### Collected data:
----------
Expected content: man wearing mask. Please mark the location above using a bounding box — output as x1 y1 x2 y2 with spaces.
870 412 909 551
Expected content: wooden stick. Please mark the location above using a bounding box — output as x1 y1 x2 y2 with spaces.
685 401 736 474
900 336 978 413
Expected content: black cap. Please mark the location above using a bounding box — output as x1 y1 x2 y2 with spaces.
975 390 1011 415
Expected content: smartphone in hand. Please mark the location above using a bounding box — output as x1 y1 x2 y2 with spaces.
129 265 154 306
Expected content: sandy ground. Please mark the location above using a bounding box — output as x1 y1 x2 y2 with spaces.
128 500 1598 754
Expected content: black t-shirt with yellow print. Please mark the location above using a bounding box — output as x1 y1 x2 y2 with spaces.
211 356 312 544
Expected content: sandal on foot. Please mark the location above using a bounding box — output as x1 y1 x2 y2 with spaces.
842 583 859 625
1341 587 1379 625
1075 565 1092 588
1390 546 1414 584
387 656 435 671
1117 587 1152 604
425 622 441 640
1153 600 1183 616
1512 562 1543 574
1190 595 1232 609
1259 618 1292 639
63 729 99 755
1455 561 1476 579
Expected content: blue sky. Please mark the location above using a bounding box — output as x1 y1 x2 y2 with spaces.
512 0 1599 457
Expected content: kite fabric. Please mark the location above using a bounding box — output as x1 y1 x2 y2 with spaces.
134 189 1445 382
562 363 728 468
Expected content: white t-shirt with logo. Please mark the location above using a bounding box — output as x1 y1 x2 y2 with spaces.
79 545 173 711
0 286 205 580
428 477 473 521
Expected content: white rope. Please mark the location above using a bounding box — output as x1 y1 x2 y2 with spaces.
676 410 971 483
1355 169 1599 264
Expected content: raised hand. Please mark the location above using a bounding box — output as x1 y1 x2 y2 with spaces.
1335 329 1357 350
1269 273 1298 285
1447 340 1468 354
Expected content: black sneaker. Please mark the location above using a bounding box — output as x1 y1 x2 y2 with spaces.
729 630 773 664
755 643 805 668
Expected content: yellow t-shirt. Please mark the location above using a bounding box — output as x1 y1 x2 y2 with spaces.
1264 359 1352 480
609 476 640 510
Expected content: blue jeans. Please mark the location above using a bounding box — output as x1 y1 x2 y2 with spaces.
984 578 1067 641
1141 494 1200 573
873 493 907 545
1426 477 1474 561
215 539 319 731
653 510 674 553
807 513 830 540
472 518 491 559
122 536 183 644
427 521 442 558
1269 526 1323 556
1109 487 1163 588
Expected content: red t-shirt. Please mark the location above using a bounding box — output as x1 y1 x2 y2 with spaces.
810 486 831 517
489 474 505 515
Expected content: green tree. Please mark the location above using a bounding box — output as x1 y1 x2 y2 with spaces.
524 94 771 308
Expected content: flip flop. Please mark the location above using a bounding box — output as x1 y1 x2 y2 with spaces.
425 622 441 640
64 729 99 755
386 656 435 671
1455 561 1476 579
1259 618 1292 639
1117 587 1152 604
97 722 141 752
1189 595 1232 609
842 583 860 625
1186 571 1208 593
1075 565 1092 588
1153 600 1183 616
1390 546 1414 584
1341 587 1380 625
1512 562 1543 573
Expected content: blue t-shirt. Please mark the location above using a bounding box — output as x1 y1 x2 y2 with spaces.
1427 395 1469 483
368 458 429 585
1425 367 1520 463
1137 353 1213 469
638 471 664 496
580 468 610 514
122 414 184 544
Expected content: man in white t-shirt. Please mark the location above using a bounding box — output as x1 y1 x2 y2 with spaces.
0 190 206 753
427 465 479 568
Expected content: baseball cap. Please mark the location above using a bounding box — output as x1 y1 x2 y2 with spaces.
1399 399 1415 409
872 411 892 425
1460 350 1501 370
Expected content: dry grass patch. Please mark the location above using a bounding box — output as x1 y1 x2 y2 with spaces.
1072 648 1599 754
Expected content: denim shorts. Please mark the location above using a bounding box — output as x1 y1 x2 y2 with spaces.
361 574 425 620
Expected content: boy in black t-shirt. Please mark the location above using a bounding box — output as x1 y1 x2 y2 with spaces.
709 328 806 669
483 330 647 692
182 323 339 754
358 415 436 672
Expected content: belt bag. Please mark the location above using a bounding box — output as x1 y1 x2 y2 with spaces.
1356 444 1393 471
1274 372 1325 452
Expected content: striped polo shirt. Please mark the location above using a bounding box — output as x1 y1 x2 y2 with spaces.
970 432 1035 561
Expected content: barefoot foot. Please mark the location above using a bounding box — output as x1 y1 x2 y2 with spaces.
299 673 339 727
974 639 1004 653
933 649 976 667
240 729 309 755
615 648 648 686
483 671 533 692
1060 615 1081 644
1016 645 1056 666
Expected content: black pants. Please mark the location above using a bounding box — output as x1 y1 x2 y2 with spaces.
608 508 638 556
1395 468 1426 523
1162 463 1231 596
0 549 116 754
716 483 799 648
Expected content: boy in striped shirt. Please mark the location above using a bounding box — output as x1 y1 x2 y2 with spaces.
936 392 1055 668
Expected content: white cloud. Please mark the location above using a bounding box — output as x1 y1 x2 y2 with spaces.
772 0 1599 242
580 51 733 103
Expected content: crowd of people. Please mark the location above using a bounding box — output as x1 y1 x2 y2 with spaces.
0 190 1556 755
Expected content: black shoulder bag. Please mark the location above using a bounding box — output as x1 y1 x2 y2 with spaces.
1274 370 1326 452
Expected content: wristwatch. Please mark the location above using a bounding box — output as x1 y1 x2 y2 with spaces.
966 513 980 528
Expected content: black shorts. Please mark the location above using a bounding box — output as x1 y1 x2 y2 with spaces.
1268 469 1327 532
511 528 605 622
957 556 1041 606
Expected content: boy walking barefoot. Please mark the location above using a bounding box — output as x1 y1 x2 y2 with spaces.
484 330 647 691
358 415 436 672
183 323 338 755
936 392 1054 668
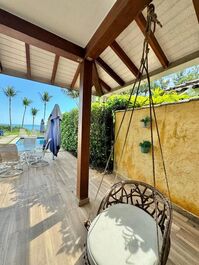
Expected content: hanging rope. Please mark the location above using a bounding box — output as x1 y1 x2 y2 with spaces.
85 8 172 260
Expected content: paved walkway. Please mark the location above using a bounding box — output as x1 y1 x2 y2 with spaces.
0 135 18 144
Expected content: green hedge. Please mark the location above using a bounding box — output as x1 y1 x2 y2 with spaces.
61 104 113 169
61 89 191 170
61 109 79 156
90 103 113 169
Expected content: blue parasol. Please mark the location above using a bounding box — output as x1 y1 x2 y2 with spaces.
40 119 45 133
44 104 62 157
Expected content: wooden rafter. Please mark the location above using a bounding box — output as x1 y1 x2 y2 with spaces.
96 57 124 86
92 62 103 96
0 8 84 62
71 64 81 88
135 13 169 68
110 41 140 77
51 55 59 84
86 0 152 59
25 43 31 78
193 0 199 23
99 79 111 92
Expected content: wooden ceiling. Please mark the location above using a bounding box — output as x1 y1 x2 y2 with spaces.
0 0 198 95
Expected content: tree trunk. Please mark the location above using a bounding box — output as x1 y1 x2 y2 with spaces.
32 116 35 131
9 97 12 131
21 106 26 128
44 102 46 123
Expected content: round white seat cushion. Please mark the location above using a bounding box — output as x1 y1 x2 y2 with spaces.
87 204 162 265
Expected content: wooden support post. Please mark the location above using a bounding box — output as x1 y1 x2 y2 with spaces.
77 59 92 206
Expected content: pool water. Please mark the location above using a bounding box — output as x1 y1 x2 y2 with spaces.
16 137 45 152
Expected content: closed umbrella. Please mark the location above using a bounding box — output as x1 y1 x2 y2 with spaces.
44 104 62 158
40 119 45 133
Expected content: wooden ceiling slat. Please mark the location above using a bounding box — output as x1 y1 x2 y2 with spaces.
85 0 152 59
193 0 199 23
110 41 140 77
92 62 103 96
99 78 111 92
96 57 125 86
25 43 31 78
51 55 59 84
0 9 84 62
70 63 81 88
135 13 169 68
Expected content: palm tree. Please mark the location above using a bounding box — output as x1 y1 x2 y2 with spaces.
3 86 17 131
31 108 39 131
40 92 52 123
21 97 32 128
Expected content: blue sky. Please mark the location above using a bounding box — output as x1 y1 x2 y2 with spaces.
0 74 78 125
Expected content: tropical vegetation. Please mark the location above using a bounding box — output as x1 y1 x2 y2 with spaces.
21 97 32 128
40 91 52 123
31 108 39 131
3 86 17 131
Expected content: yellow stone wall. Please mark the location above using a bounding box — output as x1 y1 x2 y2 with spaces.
114 99 199 216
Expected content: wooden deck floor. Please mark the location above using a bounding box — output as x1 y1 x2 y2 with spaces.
0 151 198 265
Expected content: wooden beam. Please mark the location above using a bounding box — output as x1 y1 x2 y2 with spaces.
110 50 199 93
2 51 198 93
70 64 81 88
193 0 199 23
135 13 169 68
25 43 31 78
86 0 152 59
51 55 59 84
96 57 125 86
99 79 111 92
92 62 103 96
0 9 84 62
77 59 92 206
110 41 140 77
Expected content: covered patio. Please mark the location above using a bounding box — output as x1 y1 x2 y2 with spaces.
0 0 199 264
0 0 199 205
0 151 198 265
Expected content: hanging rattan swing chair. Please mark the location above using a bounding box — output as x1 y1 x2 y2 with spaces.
84 4 172 265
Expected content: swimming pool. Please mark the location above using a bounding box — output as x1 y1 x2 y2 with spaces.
16 137 45 152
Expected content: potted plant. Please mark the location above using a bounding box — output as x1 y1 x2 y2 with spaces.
139 140 151 153
140 116 151 128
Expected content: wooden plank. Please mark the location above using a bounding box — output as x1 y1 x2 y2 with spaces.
92 62 103 96
110 41 140 77
193 0 199 23
70 63 81 88
96 57 124 86
51 55 59 84
25 43 31 78
85 0 152 59
99 78 111 92
77 59 93 205
0 8 84 62
135 12 169 68
0 151 199 264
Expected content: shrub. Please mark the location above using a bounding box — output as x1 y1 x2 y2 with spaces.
61 109 78 156
61 104 113 169
90 103 113 169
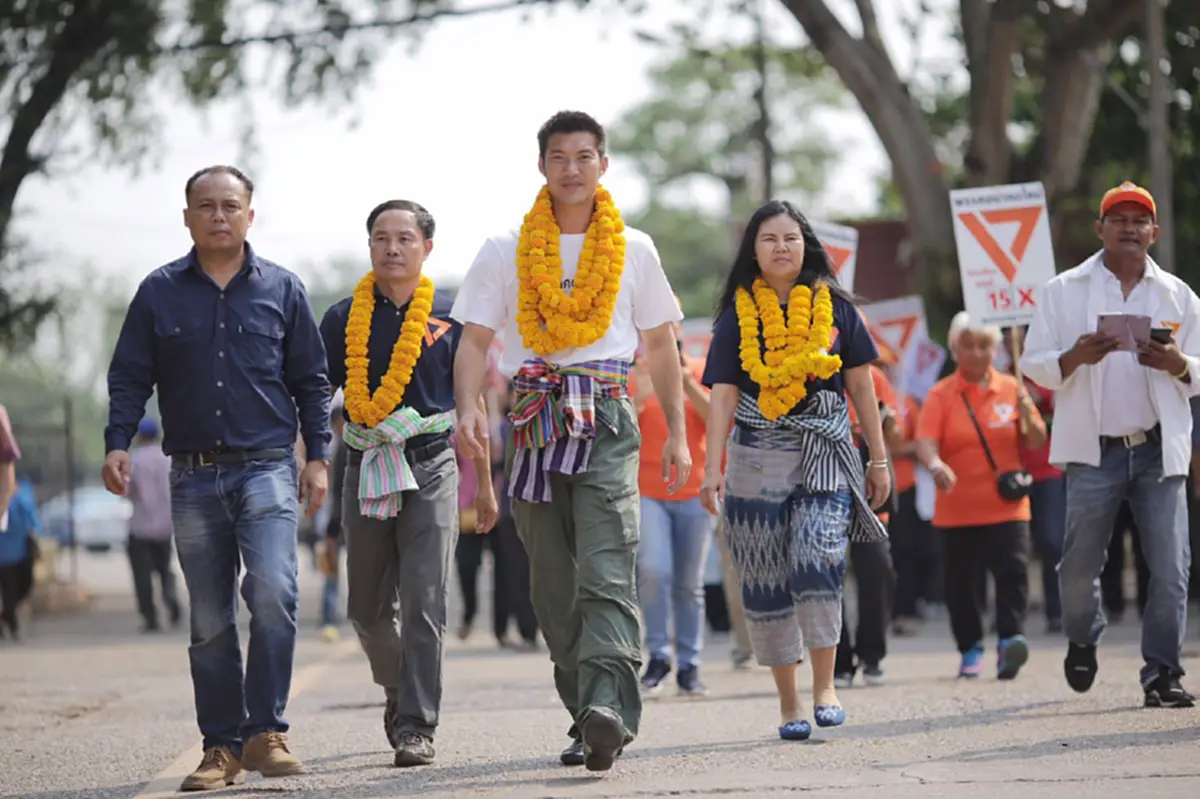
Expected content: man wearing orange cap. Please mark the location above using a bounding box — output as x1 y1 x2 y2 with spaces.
1022 181 1199 708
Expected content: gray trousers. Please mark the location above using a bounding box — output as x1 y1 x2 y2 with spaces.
343 445 459 739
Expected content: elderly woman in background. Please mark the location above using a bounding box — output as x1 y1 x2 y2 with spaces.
700 200 889 742
916 312 1046 680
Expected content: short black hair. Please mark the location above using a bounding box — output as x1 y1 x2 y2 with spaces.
366 200 435 240
537 111 606 160
185 165 254 203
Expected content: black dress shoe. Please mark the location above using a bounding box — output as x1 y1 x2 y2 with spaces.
561 736 624 767
560 738 585 766
581 710 626 772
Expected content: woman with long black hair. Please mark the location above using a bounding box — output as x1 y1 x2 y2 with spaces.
699 200 890 741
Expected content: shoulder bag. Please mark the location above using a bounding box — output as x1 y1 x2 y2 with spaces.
959 392 1033 502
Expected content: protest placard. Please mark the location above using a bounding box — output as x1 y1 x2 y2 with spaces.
950 181 1057 327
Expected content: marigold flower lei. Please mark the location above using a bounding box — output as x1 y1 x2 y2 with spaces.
343 272 434 428
735 278 842 420
515 185 626 355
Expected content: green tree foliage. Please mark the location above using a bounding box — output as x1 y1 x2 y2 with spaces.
624 202 732 319
883 5 1197 276
781 0 1143 333
1072 11 1199 281
611 38 845 218
611 35 845 316
0 0 556 350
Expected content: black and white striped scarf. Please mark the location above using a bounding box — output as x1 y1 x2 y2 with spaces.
734 390 889 544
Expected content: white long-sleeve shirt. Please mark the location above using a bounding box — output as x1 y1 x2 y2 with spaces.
1019 251 1200 477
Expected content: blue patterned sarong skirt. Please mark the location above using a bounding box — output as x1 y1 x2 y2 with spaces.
723 425 851 666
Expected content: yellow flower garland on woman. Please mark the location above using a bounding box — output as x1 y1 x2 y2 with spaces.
735 278 841 420
514 184 626 355
343 272 435 428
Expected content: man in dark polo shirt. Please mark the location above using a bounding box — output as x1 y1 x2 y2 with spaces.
319 199 498 768
103 165 332 792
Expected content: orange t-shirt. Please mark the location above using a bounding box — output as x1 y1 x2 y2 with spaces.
635 358 708 502
916 370 1041 529
892 393 921 494
848 364 898 430
847 365 898 523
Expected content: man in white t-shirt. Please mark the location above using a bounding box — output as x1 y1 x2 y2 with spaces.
450 110 690 774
----------
### ABOUT THIS EXERCISE:
The line with "Expected content: black dress", the last line of the data above, and every line between them should be duplicated exactly, with nothing else.

### WORKED SOLUTION:
Expected content: black dress shoe. Please mark the location above using a bounding box — output as x1 y1 x2 y2 with spaces.
561 736 624 767
560 738 585 766
581 710 626 772
Expected content: woman with long black hair. Please mark the location above using a bounding box — output as x1 y1 x2 y2 with spaces.
699 200 890 741
Expected content: shoulder bag. Please mark the location above using a bounding box — output as x1 y1 x2 y2 with spaces.
959 392 1033 502
Expected content: protest placard. Please mark the location above using a bounding box — output as x1 y1 x2 y2 with spaces.
950 181 1057 327
Expected content: marigold flower lei. Please mark the location above using a bounding box — output as x1 y1 x2 y2 with spaces.
343 272 434 428
735 278 842 420
515 185 626 355
Expected content: green tree foliage. Please mark the location above using a bounding box — output as x1 y1 x2 y2 with spaces.
624 202 732 319
883 5 1197 276
781 0 1143 333
1072 11 1199 281
611 38 845 218
611 35 845 316
0 0 556 350
Expected content: black and white striped scarf. Please mark the location above using a bounding box — output as x1 y1 x2 y2 with spaces.
734 390 889 544
Expected content: white long-sleeve shirt. Please mark the location above using a bounding box — output as x1 y1 x2 y2 with spaces.
1019 251 1200 477
Expected content: blue patterned sarong skirt. Please mark the location above using a bounding box — output as x1 y1 x2 y2 with spaces.
723 425 851 666
Expected content: yellow flower garland on woman. Please mark the location above using a bounding box — output as x1 y1 x2 y2 with spaces.
735 278 841 420
514 184 626 355
343 272 435 428
Expected content: man in dark polo shirt. Please mark the location above using a bounding box — output as x1 y1 x2 y2 with spaces.
319 199 498 768
103 165 332 792
Expected content: orange t-shirt. Please mark the location above using a bounding box — output as x1 y1 x2 y2 with spaces.
635 358 708 502
916 370 1041 529
892 393 921 494
848 364 898 430
847 365 898 523
Expected content: man in white t-shirt. Please mark the location above using a bounding box — output as x1 y1 x2 y2 with spaces.
450 110 690 774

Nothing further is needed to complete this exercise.